### QUOTED TEXT

/---

In a quirky twist of fate, Cutting takes a liking to Amsterdam and takes the lad under his wing as a sort of apprentice. Amsterdam plays along biding his time for an opportunity to exact revenge on his father’s killer. Amsterdam, wanting to make his revenge more dramatic and poignant decides to take action on the 16th of February, the anniversary of the battle between his father and Cutting. Unbeknownst to him, Johnny who was jealous of Amsterdam’s and Jenny’s love affair had earlier revealed Amsterdam’s true identity to Cutting.

So when Amsterdam hurled his knife, “the Butcher” was prepared and quickly parried the attack before throwing a knife of his own back at Amsterdam. Cutting mauled Amsterdam’s face and branded it with a hot knife but in the end decides to spare the kid’s life as his life was also once spared by Amsterdam’s father. Badly beaten up, Amsterdam is nursed back to health by Jenny in 3 months while in hiding. Jenny pleads to Amsterdam to flee the area and go to Florida with her. Amsterdam however decides to stay on, even remobilizing his father’s old gang the dead rabbits.

When Cutting learns of this he sends Happy Jack the Sheriff to track down Amsterdam. In the ensuing chase through the church’s catacombs, Amsterdam kills Happy Jack and strings him up like he was crucified in the town square. Johnny admits his betrayal to Amsterdam hoping for forgiveness but Amsterdam sends him away in distrust. Johnny is then accosted by Cutting who mortally wounds him in revenge for the death of Happy Jack. Amsterdam upon rushing to the town square, sees his friend in pain, in an act of euthanasia, Amsterdam shoots Johnny to end his misery.

\---

### TASKS FOR THIS EXERCISE
[1] Answer these questions from the plot summary:
(a) On what date does Amsterdam decide to take action against Cutting?
(b) Where does Jenny want Amsterdam to go with her?
(c) Whom does Cutting send to track down Amsterdam?
[2] Copy the records from their first line through the line containing "Provide the outline of every instance of the spider", both ends included.

### SOURCE RECORDS

/---

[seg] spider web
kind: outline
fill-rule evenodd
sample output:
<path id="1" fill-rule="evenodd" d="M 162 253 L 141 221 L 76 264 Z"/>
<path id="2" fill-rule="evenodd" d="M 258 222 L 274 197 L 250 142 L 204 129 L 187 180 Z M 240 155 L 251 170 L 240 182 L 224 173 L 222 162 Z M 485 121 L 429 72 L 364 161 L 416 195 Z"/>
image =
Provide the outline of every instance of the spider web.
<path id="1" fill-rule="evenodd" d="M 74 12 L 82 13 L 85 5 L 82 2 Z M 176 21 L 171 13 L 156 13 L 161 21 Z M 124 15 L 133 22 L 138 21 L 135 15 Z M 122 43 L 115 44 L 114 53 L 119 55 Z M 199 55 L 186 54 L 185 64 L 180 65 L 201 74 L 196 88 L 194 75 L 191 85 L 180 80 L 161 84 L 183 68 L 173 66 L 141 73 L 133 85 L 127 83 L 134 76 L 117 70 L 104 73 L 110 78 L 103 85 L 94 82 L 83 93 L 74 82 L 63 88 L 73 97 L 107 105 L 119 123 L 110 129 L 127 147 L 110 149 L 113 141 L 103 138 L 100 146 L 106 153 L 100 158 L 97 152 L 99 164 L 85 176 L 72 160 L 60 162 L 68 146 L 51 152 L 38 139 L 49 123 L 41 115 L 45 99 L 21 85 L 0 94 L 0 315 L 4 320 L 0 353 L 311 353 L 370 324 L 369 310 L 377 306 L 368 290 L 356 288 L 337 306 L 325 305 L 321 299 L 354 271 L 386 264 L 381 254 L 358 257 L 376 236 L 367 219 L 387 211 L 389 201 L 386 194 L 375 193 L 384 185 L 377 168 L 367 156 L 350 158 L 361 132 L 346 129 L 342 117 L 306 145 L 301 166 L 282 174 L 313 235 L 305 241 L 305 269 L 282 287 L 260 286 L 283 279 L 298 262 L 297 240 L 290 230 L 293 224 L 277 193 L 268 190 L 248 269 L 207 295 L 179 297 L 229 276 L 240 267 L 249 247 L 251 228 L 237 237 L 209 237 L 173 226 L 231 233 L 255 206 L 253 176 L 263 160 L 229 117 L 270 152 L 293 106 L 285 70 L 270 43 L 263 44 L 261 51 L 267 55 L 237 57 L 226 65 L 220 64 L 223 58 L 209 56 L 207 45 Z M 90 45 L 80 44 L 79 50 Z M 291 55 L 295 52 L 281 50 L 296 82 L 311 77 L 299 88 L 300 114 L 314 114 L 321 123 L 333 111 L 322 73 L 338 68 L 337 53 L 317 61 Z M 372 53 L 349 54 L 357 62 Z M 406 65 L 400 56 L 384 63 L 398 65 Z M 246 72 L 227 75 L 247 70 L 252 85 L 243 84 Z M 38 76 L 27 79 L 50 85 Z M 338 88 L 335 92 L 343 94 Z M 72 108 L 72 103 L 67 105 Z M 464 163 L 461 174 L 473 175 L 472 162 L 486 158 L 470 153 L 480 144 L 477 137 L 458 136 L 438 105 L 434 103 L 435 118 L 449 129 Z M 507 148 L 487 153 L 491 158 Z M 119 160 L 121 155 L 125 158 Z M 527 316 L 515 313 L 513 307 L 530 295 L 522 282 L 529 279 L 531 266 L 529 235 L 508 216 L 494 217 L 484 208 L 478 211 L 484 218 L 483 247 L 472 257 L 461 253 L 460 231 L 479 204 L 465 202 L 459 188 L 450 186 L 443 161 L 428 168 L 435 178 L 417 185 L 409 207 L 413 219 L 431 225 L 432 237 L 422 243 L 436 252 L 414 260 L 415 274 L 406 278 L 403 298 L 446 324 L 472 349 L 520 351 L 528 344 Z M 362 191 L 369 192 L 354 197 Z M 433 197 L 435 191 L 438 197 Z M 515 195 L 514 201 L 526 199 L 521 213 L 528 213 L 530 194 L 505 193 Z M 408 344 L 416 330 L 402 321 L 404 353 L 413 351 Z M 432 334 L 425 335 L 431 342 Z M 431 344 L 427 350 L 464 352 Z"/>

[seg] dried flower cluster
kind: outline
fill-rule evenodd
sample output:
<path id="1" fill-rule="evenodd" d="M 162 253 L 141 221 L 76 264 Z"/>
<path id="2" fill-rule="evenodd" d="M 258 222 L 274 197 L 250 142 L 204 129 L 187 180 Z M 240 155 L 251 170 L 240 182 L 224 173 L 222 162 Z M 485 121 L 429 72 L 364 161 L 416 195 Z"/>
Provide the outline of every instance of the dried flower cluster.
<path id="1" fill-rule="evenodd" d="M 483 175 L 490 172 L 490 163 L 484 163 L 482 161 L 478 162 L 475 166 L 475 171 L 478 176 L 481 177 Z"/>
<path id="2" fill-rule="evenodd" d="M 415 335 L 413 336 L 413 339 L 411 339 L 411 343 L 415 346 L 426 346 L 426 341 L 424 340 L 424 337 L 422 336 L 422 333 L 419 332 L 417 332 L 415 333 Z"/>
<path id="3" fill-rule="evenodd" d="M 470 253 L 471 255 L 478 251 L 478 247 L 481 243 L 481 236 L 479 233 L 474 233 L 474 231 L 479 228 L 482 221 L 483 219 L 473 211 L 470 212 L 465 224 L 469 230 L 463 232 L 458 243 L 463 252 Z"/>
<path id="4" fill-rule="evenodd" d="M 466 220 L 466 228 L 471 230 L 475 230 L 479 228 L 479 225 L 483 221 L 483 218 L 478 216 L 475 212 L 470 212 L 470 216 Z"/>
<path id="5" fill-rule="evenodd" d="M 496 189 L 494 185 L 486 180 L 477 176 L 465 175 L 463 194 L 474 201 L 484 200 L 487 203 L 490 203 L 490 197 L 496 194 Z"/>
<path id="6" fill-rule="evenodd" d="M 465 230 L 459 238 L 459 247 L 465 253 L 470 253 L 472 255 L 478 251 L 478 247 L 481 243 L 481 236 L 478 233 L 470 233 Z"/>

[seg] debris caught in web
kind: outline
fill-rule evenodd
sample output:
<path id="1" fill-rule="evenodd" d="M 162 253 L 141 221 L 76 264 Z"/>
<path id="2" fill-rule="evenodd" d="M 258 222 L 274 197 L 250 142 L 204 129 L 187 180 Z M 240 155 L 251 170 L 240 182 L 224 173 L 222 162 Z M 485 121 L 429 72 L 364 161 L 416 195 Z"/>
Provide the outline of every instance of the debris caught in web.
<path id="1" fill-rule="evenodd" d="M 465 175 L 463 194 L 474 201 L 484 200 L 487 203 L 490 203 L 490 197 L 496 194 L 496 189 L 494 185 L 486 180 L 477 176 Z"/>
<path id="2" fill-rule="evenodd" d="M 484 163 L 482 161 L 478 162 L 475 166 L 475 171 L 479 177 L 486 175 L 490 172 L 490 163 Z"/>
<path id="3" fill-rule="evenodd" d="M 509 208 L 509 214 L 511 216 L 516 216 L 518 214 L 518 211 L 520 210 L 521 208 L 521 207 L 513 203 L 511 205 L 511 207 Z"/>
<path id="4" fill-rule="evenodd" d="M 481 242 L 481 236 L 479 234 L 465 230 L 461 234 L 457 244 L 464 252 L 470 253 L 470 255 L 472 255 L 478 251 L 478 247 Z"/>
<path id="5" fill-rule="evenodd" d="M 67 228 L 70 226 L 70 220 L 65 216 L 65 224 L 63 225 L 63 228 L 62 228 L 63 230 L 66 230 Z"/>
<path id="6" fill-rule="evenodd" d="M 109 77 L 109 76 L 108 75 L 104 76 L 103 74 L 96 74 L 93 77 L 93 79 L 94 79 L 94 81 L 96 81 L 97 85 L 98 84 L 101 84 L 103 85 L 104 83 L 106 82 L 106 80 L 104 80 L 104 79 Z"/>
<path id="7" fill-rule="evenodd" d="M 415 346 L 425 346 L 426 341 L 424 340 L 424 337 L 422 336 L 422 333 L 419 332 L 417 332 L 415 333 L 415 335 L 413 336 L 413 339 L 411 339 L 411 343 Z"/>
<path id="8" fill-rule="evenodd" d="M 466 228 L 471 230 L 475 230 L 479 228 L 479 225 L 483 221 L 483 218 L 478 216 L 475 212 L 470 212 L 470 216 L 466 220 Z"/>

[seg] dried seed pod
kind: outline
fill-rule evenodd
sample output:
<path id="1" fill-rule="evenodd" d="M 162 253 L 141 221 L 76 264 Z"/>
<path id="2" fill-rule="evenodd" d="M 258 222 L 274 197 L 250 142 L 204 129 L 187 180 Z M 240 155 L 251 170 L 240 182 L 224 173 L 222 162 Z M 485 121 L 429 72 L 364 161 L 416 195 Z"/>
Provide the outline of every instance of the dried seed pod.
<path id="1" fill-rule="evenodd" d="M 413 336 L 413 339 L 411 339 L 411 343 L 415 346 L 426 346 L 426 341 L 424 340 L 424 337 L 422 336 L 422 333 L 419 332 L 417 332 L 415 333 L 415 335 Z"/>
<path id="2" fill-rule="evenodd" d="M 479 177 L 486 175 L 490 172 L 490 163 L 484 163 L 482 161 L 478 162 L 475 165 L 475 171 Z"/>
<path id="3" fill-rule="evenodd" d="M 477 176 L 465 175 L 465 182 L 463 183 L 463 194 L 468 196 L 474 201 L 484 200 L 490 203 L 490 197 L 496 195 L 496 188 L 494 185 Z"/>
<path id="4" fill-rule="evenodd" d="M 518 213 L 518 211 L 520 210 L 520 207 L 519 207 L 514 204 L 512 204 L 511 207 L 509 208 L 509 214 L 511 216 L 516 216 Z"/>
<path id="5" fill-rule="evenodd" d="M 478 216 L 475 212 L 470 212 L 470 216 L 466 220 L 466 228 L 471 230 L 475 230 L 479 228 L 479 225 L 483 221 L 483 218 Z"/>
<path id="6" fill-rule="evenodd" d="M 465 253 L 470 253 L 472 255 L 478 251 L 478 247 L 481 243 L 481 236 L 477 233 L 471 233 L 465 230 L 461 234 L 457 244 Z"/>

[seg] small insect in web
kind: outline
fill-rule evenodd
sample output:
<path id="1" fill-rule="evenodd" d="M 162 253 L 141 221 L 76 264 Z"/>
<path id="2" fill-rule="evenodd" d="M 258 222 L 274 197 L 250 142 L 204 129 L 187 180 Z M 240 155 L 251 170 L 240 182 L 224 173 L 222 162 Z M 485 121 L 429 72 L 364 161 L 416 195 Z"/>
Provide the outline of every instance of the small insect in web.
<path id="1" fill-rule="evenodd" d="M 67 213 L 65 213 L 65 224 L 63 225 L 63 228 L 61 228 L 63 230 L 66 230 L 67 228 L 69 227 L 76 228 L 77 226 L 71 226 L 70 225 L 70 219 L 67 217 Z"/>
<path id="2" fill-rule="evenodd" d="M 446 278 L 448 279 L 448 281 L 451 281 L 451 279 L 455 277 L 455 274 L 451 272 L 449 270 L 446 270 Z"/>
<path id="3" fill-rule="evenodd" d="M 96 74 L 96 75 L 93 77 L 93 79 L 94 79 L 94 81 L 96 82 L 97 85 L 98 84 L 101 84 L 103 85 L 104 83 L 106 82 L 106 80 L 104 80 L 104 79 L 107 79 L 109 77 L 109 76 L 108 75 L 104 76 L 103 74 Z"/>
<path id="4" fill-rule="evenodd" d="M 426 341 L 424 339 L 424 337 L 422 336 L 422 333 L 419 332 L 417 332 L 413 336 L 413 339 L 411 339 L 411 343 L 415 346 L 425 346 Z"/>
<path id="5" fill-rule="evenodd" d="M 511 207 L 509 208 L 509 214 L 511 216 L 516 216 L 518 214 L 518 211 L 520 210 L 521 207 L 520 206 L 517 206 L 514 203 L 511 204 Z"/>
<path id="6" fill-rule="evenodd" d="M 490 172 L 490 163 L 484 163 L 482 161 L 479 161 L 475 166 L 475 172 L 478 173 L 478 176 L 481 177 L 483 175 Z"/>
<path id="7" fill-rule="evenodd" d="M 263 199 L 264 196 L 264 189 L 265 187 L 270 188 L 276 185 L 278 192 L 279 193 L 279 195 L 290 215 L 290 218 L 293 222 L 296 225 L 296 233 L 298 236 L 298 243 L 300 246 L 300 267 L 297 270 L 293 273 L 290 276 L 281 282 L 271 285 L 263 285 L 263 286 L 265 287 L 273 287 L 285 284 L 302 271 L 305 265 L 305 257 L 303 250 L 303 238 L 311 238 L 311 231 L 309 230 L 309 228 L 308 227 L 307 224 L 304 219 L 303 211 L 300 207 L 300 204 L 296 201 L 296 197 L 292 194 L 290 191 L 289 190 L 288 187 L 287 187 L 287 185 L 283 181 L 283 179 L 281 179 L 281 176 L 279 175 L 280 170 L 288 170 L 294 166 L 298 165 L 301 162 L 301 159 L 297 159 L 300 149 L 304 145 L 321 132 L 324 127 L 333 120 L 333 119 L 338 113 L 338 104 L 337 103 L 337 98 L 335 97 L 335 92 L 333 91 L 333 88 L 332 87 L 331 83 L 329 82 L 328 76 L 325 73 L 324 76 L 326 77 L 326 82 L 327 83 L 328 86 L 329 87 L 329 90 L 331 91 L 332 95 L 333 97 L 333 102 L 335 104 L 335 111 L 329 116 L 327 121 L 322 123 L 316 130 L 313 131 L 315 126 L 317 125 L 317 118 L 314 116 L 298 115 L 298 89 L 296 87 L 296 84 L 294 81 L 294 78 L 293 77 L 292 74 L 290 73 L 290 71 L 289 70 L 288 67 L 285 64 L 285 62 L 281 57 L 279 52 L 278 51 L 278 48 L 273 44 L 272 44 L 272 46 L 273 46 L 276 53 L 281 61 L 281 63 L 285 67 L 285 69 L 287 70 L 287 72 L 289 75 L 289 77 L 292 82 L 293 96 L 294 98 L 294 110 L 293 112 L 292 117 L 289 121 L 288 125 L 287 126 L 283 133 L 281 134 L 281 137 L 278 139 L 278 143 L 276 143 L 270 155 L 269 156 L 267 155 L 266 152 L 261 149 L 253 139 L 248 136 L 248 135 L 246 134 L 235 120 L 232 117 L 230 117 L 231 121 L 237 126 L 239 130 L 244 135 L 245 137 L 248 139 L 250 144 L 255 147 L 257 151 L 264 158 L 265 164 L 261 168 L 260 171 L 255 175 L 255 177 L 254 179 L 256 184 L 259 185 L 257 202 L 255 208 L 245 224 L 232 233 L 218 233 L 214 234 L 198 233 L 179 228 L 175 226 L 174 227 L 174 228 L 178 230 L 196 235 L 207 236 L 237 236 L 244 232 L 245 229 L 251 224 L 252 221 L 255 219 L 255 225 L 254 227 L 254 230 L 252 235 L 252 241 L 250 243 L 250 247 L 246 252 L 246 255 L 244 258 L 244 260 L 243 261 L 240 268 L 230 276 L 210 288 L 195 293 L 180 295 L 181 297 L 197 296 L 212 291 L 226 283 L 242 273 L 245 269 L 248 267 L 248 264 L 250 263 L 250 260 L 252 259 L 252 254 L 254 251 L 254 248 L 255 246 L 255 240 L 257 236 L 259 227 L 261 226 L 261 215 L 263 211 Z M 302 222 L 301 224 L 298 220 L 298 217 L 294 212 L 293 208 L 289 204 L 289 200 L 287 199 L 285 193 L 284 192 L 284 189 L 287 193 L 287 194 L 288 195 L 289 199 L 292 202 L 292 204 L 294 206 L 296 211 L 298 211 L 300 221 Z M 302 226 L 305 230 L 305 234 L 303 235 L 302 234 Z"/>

\---

### RESPONSES TO THE TASKS
[1]
(a) The 16th of February
(b) Florida
(c) Happy Jack the Sheriff

[2]
[seg] spider web
kind: outline
fill-rule evenodd
sample output:
<path id="1" fill-rule="evenodd" d="M 162 253 L 141 221 L 76 264 Z"/>
<path id="2" fill-rule="evenodd" d="M 258 222 L 274 197 L 250 142 L 204 129 L 187 180 Z M 240 155 L 251 170 L 240 182 L 224 173 L 222 162 Z M 485 121 L 429 72 L 364 161 L 416 195 Z"/>
image =
Provide the outline of every instance of the spider web.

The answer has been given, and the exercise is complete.